### RECORDS PROVIDED
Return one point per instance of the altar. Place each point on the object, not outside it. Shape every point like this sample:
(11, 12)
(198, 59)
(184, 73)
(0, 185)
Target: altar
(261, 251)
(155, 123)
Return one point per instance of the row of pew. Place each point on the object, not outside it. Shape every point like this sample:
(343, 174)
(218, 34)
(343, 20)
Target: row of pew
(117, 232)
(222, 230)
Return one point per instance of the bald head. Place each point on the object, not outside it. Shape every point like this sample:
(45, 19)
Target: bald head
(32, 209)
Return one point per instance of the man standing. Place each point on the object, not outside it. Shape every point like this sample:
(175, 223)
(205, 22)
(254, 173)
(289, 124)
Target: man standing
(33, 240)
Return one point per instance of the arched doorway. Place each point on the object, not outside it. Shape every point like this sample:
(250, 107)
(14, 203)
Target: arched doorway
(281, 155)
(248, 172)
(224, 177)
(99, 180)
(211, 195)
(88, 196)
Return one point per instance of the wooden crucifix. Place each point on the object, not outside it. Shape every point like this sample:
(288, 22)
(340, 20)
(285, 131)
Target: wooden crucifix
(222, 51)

* * *

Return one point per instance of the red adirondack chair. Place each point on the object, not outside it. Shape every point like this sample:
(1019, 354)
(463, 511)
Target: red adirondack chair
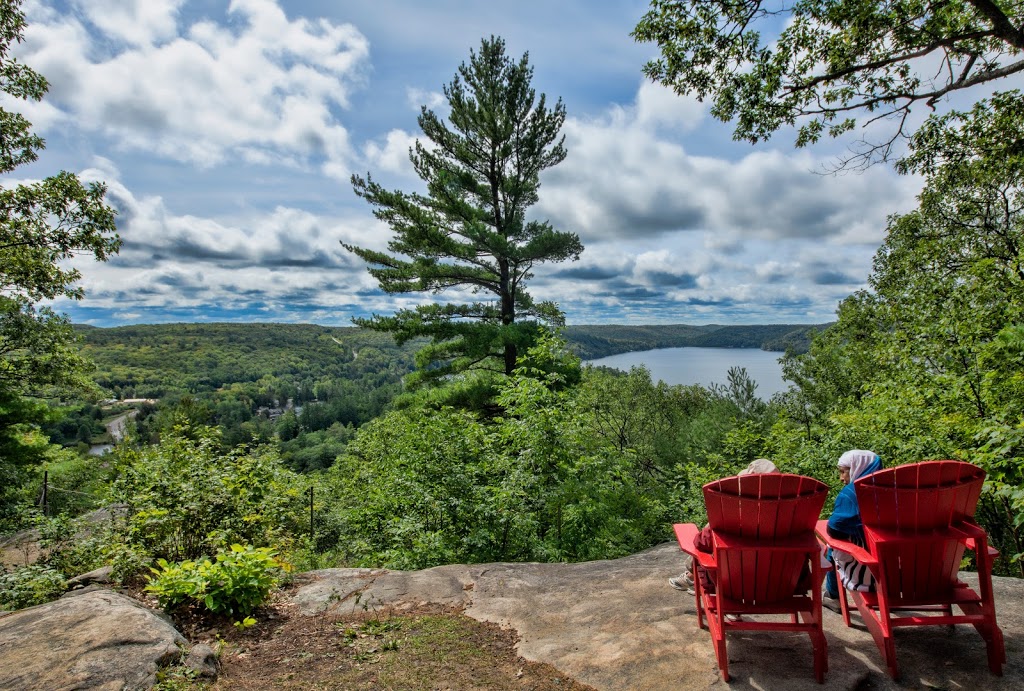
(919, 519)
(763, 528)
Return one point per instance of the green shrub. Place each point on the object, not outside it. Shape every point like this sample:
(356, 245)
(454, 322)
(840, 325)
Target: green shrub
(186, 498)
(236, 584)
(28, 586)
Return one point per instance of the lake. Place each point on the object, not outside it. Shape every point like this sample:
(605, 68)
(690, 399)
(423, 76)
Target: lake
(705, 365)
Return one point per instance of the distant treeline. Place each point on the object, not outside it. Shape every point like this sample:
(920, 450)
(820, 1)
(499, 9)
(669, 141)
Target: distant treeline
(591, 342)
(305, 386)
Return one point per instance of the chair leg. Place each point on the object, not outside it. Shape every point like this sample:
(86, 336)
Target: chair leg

### EXERCISE REQUIREMENTS
Of the lines above, extract only those from the line with "Target: green shrub" to the line with "Target: chair leg", both included, exactly as written.

### RESPONSE BELOW
Target: green shrub
(186, 498)
(236, 584)
(28, 586)
Return one point per instance of the lake. Place each point on the object, not outside it. Shape every point like this sample:
(605, 68)
(690, 399)
(423, 76)
Target: lake
(705, 365)
Return one point per instance of the distant treeline. Place each point on the object, not outside it. Shape every point like this sample:
(920, 450)
(820, 1)
(499, 9)
(669, 141)
Target: distant treeline
(591, 342)
(305, 386)
Return one point per instance of the chair leg. Place each point on the object, not outside it. Shape every point like this sample:
(86, 336)
Target: chair leg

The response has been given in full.